In full and without deviation, write out the entries that follow.

— Begin —

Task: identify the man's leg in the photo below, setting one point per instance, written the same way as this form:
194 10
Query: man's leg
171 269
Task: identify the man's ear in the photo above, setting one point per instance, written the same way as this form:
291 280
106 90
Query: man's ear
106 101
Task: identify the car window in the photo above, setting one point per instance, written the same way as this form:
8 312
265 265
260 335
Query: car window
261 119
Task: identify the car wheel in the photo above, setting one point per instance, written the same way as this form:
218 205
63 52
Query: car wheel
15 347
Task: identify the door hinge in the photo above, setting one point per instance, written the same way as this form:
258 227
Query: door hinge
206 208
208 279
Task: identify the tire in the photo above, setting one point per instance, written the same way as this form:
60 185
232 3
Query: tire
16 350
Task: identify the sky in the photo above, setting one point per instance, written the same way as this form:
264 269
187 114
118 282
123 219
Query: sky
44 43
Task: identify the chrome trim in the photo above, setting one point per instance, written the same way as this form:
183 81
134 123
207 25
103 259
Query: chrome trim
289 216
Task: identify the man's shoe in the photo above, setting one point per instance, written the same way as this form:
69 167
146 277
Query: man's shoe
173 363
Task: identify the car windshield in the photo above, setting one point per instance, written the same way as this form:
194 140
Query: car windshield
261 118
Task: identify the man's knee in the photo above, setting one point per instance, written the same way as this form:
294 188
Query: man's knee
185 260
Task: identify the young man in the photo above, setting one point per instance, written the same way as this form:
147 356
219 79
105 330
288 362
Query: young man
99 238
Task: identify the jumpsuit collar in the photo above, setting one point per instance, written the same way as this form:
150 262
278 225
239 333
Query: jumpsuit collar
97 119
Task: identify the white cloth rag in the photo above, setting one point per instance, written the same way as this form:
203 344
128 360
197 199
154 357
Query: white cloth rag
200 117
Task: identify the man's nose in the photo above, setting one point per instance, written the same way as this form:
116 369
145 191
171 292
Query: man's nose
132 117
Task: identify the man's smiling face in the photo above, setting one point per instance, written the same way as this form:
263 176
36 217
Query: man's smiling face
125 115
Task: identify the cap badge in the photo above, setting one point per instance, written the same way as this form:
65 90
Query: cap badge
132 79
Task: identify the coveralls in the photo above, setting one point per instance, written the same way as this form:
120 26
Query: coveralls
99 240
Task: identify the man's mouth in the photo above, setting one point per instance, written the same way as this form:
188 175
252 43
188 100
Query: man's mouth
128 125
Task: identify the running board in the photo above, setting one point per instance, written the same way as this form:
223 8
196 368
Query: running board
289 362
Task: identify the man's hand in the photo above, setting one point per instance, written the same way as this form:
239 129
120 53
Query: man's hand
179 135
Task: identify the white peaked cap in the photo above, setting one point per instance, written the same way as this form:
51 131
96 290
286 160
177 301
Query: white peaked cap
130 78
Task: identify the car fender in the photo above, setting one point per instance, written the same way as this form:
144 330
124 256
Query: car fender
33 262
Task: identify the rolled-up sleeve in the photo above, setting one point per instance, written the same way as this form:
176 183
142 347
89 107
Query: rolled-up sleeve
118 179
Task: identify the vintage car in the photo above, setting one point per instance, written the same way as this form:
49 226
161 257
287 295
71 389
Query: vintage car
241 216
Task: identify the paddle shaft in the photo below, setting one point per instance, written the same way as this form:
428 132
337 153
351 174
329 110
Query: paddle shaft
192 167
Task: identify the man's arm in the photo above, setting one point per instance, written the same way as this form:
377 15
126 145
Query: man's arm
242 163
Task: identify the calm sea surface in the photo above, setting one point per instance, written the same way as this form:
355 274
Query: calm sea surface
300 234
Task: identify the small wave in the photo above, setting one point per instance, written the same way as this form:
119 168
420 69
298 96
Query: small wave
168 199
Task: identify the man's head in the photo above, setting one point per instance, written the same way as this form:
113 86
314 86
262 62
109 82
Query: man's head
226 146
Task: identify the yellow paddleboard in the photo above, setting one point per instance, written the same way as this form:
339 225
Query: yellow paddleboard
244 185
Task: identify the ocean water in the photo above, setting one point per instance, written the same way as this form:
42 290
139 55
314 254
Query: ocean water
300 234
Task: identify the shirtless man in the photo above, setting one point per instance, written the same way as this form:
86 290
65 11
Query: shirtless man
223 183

— End —

Correct response ->
Task: identify the man's leg in the photo below, setting one point per instance, written the same way as this form:
194 10
Query: man's leg
171 269
Task: identify the man's ear in the photo above, setting one point per instance, written the same way as this form:
291 280
106 90
Query: man's ear
106 101
Task: identify the car window in the photo above, setting one point per instance, written the same way as this form:
8 312
265 265
260 335
Query: car window
261 119
Task: identify the car wheel in the photo above, setting one point per instance, written the same way as this form:
218 205
63 52
Query: car wheel
15 347
Task: identify the door hinge in the photo above, setting one point per instance, written the same way as this form:
258 227
Query: door hinge
206 208
208 279
Task: identify the tire in the photo above, setting one point per instance, written the same way as this form:
60 185
232 3
Query: tire
16 350
Task: identify the sky in the photo above, setting one point per instance, written the same way as this form:
264 269
187 114
118 282
123 219
Query: sky
44 43
Task: identify the chrome trim in the photo above, setting one point per instance, written the same way as this form:
183 81
134 123
207 25
103 259
Query: chrome trim
289 216
Task: identify the man's shoe in the photo above, setting one point per instance, written the same way as this form:
69 167
146 277
Query: man's shoe
173 363
Task: identify the car windshield in the photo above, setting one point per instance, written the same way as this form:
194 140
Query: car windshield
261 118
Task: identify the man's knee in the photo above, setting one point per instance, written the same way as this form:
294 188
Query: man's knee
185 260
Task: identify the young man in the photo above, setting one point per instance, written the same way as this form:
147 356
219 79
105 330
288 362
Query: young man
99 238
Task: identify the jumpsuit collar in the photo above, setting one point per instance, written the same way as this form:
150 262
278 225
239 333
Query: jumpsuit collar
97 119
Task: identify the white cloth rag in the photo above, setting one point per instance, written the same way as this form:
203 344
128 360
197 199
154 357
Query: white cloth rag
200 117
Task: identify the man's nose in the photo above, setting one point per instance, written the same way as this form:
116 369
145 191
171 292
Query: man's nose
132 117
Task: identify the man's smiling face in the photo above, setting one point per instance, written the same way as this form:
263 176
36 217
Query: man's smiling face
125 115
Task: identify the cap badge in the photo above, setting one point per instance, written the same way as this form:
65 90
Query: cap badge
132 79
Task: identify the coveralls in the photo above, setting one point per instance, written the same way as this form:
120 26
Query: coveralls
99 240
Task: identify the man's mouth in the photo above, setting one point per instance, written the same way as this form:
188 175
252 43
188 100
Query: man's mouth
128 125
Task: identify the running board in the photo above, setting one point per instance, written the same way as this form:
223 8
196 368
Query: running board
289 362
Task: identify the man's hand in the photo above, setting one point per instance, written the same way as this form:
239 129
120 53
Query: man's hand
179 135
Task: identify the white peaked cap in the photo above, setting one point per instance, written the same way as this form:
51 131
96 290
286 160
177 301
Query: white peaked cap
130 78
Task: identify the car fender in the photo above, setting one point per instance, written the same way as this form:
144 330
124 256
Query: car fender
33 262
Task: identify the rolled-up sleeve in the photo above, setting one point per instance, written the same way as this form:
176 183
142 347
89 107
Query: rolled-up sleeve
118 179
Task: identify the vintage car in the photo above, setting one point per instance, written the same way as this form:
49 226
161 257
287 295
71 389
Query: vintage car
241 216
Task: identify the paddle shaft in the photo below, setting one point per instance, written the same way as this form:
428 132
337 153
351 174
329 110
Query: paddle shaft
192 167
Task: identify the man's arm in the photo above, setting one point per instance, written the same way as this form:
377 15
126 145
Query: man's arm
242 163
Task: identify the calm sea surface in the photo above, setting one point per instance, written the same way as this form:
355 274
Query: calm sea surface
300 234
Task: identify the small wave in the photo above, setting one point per instance, written the same way as this form:
119 168
420 69
298 96
Query: small wave
168 199
Task: identify the man's head in the photo above, setting one point per instance, written the same way as this form:
113 86
314 86
262 62
109 82
Query: man's head
226 146
Task: identify the yellow paddleboard in the photo above, setting one point per instance, written the same way as this form:
339 225
Query: yellow paddleboard
244 185
Task: identify the ocean water in the photo above, setting one point per instance, written the same way as this form:
42 290
139 55
314 254
Query: ocean water
300 234
Task: identify the shirtless man in the photo above, setting one point per instance, written the same way as this form:
86 290
65 11
Query: shirtless man
223 183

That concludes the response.